THE TASK
Where the line containing "positive clicks: (288, 223)" appears in the records below, begin there and write out each line exactly until the last one, and nothing more.

*** Opening INPUT MATERIAL ***

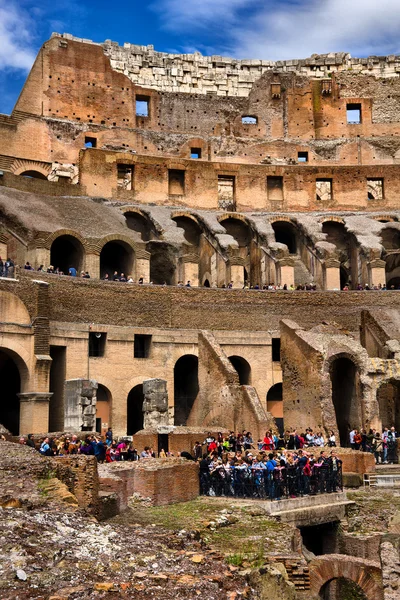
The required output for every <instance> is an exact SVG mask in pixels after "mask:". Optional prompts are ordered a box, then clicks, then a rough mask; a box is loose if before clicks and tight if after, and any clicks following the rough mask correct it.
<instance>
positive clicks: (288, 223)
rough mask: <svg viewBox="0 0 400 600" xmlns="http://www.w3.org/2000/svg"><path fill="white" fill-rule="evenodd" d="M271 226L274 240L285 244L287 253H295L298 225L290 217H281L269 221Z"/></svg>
mask: <svg viewBox="0 0 400 600" xmlns="http://www.w3.org/2000/svg"><path fill="white" fill-rule="evenodd" d="M271 227H272V229H273V230H274V235H275V241H276V242H277V243H279V244H285V246H287V248H288V250H289V254H296V253H297V251H298V246H299V240H298V235H299V231H298V227H297V225H295V224H294V223H293V222H292V221H291V220H290V219H287V218H282V217H280V218H279V219H275V220H273V221H271Z"/></svg>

*** Closing INPUT MATERIAL ***

EXERCISE OUTPUT
positive clicks: (288, 223)
rough mask: <svg viewBox="0 0 400 600" xmlns="http://www.w3.org/2000/svg"><path fill="white" fill-rule="evenodd" d="M271 226L274 240L285 244L287 253H295L298 225L290 217H281L269 221Z"/></svg>
mask: <svg viewBox="0 0 400 600" xmlns="http://www.w3.org/2000/svg"><path fill="white" fill-rule="evenodd" d="M271 227H272V229H273V230H274V235H275V241H276V242H277V243H279V244H285V246H287V248H288V250H289V254H296V253H297V251H298V246H299V240H298V235H299V231H298V227H297V225H295V224H294V223H293V222H292V221H291V220H290V219H287V218H282V217H280V218H279V219H275V220H273V221H271Z"/></svg>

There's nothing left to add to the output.